[Study material]
▼
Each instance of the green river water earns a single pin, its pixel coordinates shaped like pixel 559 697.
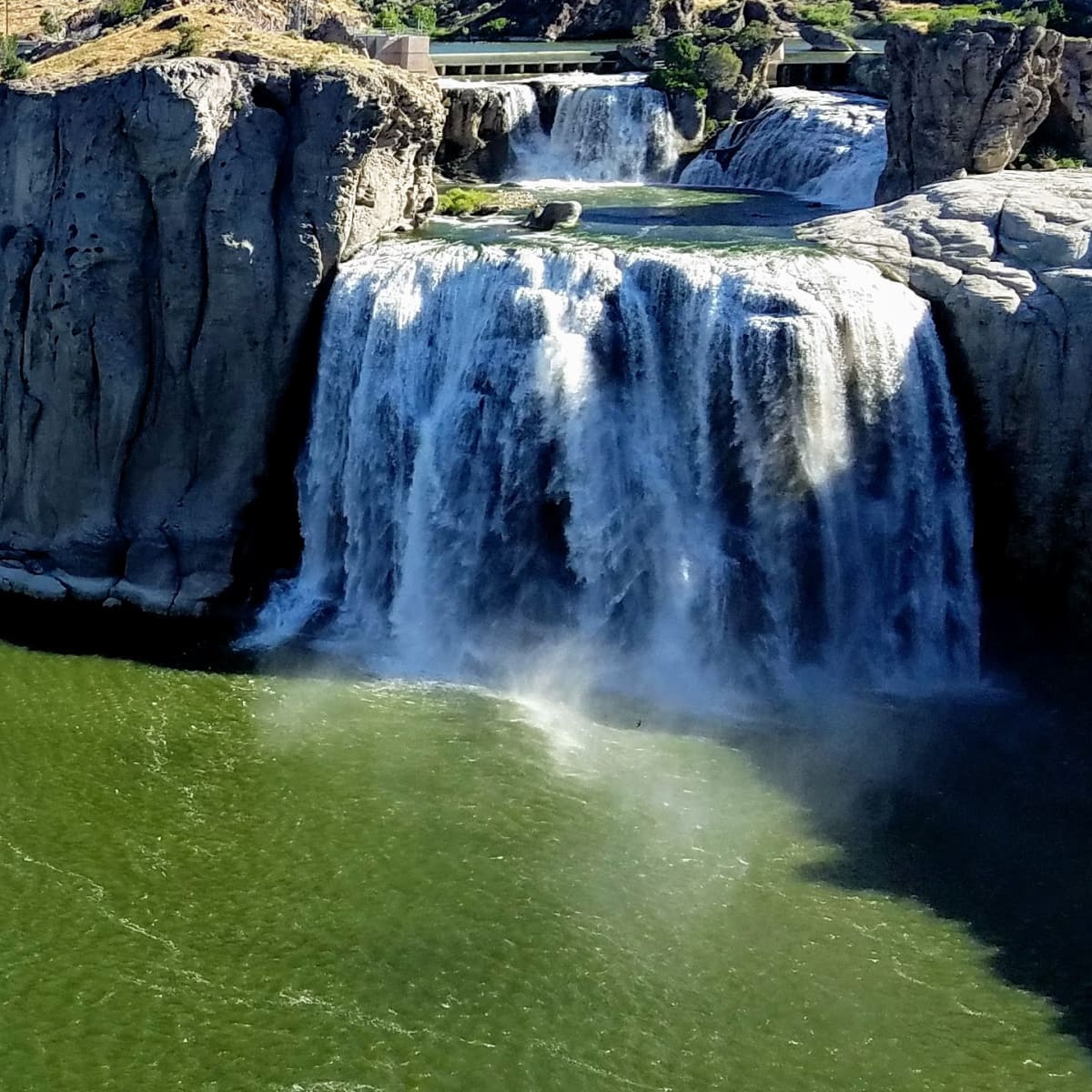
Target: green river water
▲
▼
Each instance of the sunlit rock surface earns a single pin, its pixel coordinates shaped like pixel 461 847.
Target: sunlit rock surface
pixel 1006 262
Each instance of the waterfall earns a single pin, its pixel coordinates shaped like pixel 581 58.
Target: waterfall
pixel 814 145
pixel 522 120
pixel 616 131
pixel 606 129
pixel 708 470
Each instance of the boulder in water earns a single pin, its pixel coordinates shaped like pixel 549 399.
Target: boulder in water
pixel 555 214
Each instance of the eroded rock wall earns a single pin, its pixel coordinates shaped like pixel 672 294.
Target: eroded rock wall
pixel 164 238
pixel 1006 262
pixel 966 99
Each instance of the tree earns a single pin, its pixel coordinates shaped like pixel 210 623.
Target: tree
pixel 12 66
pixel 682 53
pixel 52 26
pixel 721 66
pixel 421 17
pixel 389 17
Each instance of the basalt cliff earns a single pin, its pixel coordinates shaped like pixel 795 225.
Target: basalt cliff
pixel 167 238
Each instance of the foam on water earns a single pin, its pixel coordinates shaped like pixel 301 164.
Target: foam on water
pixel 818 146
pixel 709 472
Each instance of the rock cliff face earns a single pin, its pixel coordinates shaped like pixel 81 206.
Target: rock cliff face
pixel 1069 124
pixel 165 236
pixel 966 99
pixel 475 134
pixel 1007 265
▲
▼
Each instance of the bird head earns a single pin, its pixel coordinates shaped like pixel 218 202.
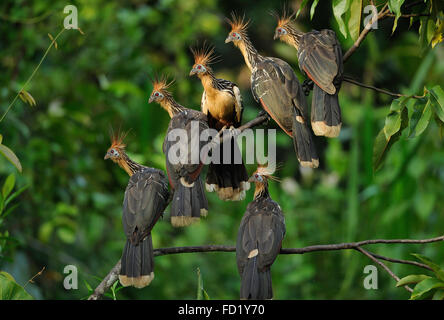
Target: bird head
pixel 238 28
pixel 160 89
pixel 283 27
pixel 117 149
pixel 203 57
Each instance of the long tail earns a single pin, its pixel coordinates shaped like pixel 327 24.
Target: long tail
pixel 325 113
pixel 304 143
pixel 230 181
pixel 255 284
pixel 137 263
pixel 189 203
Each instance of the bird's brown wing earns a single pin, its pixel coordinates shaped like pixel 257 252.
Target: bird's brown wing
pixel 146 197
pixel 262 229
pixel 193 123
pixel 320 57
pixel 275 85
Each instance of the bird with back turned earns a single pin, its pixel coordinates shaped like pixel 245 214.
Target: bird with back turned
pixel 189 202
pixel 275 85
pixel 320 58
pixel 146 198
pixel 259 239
▲
[Task prompt]
What you return from the records above should be exactly everything from the line with "Each instance of the green" down to the line with "Target: green river water", both kept, and no pictures.

[Result of this exercise]
Each instance of the green river water earns a single pin, its pixel coordinates shaped like pixel 559 697.
Target: green river water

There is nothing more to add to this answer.